[Tasks to carry out]
• 1. Can you restate the comment paragraph beginning "I don't see a season for joy" from the Psalm 30 sermon post as a short bulleted list that keeps its main facts?
• 2. From the Psalm 30 sermon post, could you print the passage from "O Lord my God, I will" up to and including "fear and Joy?", word for word?
• 3. Will you proceed with the Psalm 30 sermon post, picking up right after its final sentence?

[Selected excerpt]
──────────────────────────────
Tuesday, June 05, 2007

Sermon Help: Joy in the Morning.

I've been given a text for Sunday: Psalm 30, and a title: 'Joy in the Morning'.

A Song at the dedication of the temple. Of David.

1 I will extol you, O Lord, for you have drawn me up,
and did not let my foes rejoice over me.
2 O Lord my God, I cried to you for help,
and you have healed me.
3 O Lord, you brought up my soul from Sheol,
restored me to life from among those gone down to the Pit.

4 Sing praises to the Lord, O you his faithful ones,
and give thanks to his holy name.
5 For his anger is but for a moment;
his favour is for a lifetime.
Weeping may linger for the night,
but joy comes with the morning.

6 As for me, I said in my prosperity,
‘I shall never be moved.’
7 By your favor, O Lord,
you had established me as a strong mountain;
you hid your face; I was dismayed.
8 To you, O Lord, I cried,
and to the Lord I made supplication:
9 ‘What profit is there in my death,
if I go down to the Pit?
Will the dust praise you?
Will it tell of your faithfulness?

10 Hear, O Lord, and be gracious to me!
O Lord, be my helper!’
11 You have turned my mourning into dancing;
you have taken off my sackcloth
and clothed me with joy,
12 so that my soul may praise you and not be silent.
O Lord my God, I will give thanks to you for ever.

Some questions that might help you to help me...
  • From V5: So, is there a clock to joy? Or maybe a season? ('Weeping at night; Joy in the morning'?)
  • What is the relationship between suffering + death + fear and Joy?
  • Has God ever 'hid his face' from you (V7)? What does that mean?
  • Have you ever had people question whether your joy is real? (God has turned your mourning into dancing; and clothed you with joy, but someone else can't see the clothing?)
  • Is there a relationship between this Psalm and John 16:20-22?
  • Dietrich Bonhoeffer identified the Psalter as the "Prayer Book of Jesus." How does this Psalm find it's fulfillment on the lips and in the life of Jesus?
  • What is your experience of Joy?
Feel free to comment anonymously. And say what you want about Joy!


7 comments:

Martin said...

I don't see a season for joy. The NT letters tell us to "rejoice in the Lord always," and to "consider it pure joy...whenever you face trials." Joy for me means delighting in what the Lord has given, regardless of my emotions otherwise. I might be reaming a kid out for hitting someone in my class, or I might be doubled over in pain after running a mile race, but I think I'm joyful in the midst of that. Whenever I am conscious of God's grace and grateful for his gifts, I think I'm experiencing joy.
──────────────────────────────
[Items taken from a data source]
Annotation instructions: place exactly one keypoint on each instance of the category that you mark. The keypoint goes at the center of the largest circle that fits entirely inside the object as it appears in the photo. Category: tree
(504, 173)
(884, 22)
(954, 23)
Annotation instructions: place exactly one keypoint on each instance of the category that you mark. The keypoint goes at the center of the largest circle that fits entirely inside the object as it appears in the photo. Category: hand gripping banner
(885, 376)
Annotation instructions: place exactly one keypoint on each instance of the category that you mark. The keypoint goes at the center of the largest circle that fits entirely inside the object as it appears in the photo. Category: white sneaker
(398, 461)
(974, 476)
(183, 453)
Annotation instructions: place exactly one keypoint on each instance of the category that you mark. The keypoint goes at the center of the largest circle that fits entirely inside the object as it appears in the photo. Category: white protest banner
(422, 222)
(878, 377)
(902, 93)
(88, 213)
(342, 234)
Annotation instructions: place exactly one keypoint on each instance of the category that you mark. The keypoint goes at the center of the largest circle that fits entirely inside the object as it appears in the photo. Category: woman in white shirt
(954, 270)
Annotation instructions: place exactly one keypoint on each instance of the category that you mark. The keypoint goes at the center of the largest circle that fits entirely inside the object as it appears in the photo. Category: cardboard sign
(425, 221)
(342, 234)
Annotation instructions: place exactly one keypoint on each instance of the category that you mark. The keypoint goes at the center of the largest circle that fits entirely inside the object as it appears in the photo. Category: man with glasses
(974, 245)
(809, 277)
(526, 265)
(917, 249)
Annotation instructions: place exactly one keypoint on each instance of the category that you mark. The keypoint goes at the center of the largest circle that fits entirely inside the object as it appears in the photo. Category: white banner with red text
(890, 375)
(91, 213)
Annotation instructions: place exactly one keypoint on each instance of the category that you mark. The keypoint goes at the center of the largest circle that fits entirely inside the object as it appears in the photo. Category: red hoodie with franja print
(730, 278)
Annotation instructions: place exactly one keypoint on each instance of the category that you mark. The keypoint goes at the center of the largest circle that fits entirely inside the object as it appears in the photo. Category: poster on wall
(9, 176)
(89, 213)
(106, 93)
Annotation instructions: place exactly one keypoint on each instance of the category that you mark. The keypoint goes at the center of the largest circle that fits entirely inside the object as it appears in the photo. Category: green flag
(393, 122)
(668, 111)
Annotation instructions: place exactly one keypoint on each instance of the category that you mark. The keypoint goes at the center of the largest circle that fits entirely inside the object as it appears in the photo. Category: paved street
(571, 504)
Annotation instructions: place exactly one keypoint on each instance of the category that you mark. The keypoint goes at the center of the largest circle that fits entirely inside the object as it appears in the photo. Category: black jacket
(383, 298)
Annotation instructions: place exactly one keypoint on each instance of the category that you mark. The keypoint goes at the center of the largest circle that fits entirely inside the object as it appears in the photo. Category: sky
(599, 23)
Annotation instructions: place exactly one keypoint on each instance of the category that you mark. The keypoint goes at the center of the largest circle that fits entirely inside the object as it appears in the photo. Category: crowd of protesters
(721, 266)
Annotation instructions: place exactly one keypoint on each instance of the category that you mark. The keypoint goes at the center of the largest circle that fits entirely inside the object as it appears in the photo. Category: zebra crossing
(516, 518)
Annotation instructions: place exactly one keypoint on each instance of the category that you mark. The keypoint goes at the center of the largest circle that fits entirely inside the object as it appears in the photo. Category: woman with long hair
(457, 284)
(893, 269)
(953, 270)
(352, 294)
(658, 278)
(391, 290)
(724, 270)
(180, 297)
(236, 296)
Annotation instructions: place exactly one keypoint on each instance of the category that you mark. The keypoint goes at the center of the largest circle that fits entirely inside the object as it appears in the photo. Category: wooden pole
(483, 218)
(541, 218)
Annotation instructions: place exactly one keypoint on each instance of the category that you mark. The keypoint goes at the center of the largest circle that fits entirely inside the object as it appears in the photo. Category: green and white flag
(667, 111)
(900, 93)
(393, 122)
──────────────────────────────
[Task-by-task outputs]
• 1.
- The commenter sees no season for joy.
- The NT letters say to "rejoice in the Lord always" and to "consider it pure joy...whenever you face trials."
- For the commenter, joy means delighting in what the Lord has given, regardless of other emotions.
- The commenter feels joyful even while scolding a kid in class for hitting someone or while doubled over in pain after a mile race.
- Being conscious of God's grace and grateful for his gifts is, for the commenter, experiencing joy.

• 2.
O Lord my God, I will give thanks to you for ever.

Some questions that might help you to help me...
  • From V5: So, is there a clock to joy? Or maybe a season? ('Weeping at night; Joy in the morning'?)
  • What is the relationship between suffering + death + fear and Joy?

• 3.
That's the understanding of joy that I get from the NT. I'm not so sure that it squares with the phrase, "Joy comes with the morning." I would lean toward saying that the psalmist is talking about something else when he uses the word "joy," the more popular definition that refers to the bubbly emotion you feel at weddings and births and quiet sunrises. I guess that is joy too, but it's joy as an earthly emotion, not joy in the NT sense.

Anonymous said...

hey J-dude! my unthrough thoughts, are that the psalmist is describing something very real - night time is often hard, and with the rising of the sun things 'seem better' - maybe not a lot, but it's coldest at 3am, its darkest in the night. Its lonely. Kind of makes me think of other psalm 139 - where the night is not dark to God, but the night is as bright as day - which is the consolation to what you feel in the long dark night - its not dark to God, he sees you, you are not lost to him - although he may feel lost to you. There is genuinely a reflief that comes in the morning. With the Light. funny that Jesus is the light of the world.
I know for me, at times i have cherished the rising of the sun! with jesus as my light, and the knowledge that the night is not dark to God, the human experience of 'night' is made better ... i think this psalm is being real about how we feel - joy and saddness - and that sadness gives way to joy, even though like a long night, it seems like it woin't! Rhea

Jonathan said...

The rising of the sun can be easily associated with joy, but I didn't think the psalmist was saying joy has to follow the clock. Rather, it is an illustration and example of the point made in the first half of the verse - the weeping has an end. The morning may be literally the next morning, it may come at any time during the day, or may take many mornings.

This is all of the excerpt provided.